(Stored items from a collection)

********

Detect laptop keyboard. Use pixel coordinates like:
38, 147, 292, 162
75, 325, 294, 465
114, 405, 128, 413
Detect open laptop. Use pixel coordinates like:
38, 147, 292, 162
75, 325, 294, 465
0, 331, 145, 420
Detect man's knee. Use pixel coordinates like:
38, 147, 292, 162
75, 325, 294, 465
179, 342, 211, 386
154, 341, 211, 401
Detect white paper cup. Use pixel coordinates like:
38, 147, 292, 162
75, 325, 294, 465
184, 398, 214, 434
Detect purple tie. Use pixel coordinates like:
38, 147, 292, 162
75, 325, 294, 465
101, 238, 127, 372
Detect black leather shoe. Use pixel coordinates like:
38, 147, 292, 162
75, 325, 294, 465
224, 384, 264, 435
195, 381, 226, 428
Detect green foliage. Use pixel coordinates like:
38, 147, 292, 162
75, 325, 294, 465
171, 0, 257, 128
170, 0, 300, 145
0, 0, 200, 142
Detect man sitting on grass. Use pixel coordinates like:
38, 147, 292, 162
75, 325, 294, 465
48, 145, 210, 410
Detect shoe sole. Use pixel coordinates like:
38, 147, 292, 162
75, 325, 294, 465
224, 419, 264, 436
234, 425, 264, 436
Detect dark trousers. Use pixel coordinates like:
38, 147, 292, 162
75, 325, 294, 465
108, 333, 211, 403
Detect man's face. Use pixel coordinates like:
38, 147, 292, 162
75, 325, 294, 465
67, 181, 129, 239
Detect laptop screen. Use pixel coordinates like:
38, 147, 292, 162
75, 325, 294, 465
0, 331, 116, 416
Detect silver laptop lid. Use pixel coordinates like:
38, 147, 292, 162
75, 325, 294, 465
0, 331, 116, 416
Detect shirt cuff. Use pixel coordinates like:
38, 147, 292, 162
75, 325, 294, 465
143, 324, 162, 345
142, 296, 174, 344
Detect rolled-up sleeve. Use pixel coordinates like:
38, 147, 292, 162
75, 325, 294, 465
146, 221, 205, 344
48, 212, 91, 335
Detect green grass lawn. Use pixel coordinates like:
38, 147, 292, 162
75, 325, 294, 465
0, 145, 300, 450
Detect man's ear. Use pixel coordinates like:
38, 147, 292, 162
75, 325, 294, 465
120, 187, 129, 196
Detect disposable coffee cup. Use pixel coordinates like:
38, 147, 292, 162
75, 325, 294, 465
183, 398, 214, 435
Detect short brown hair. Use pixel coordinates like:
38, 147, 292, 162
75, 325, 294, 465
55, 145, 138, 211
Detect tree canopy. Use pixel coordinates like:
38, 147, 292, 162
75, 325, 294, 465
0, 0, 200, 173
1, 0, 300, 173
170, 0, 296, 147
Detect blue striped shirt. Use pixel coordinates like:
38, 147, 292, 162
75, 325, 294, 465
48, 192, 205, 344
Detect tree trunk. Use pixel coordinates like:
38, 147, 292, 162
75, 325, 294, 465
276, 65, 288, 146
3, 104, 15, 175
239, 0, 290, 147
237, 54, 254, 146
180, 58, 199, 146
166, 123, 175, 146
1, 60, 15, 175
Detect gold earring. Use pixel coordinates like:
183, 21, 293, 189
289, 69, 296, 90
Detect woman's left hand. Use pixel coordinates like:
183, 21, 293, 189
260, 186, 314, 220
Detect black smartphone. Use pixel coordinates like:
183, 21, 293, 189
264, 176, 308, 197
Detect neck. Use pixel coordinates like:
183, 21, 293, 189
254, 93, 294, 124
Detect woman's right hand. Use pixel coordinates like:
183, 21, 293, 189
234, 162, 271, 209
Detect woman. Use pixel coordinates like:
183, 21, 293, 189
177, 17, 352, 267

********

# To do:
Please show every line of the records that holds the word "laptop".

# Answer to this task:
Detect laptop keyboard. Use pixel coordinates like:
Detect open laptop. Use pixel coordinates like:
Detect laptop screen. Use pixel coordinates like:
Detect silver laptop lid. Use pixel coordinates like:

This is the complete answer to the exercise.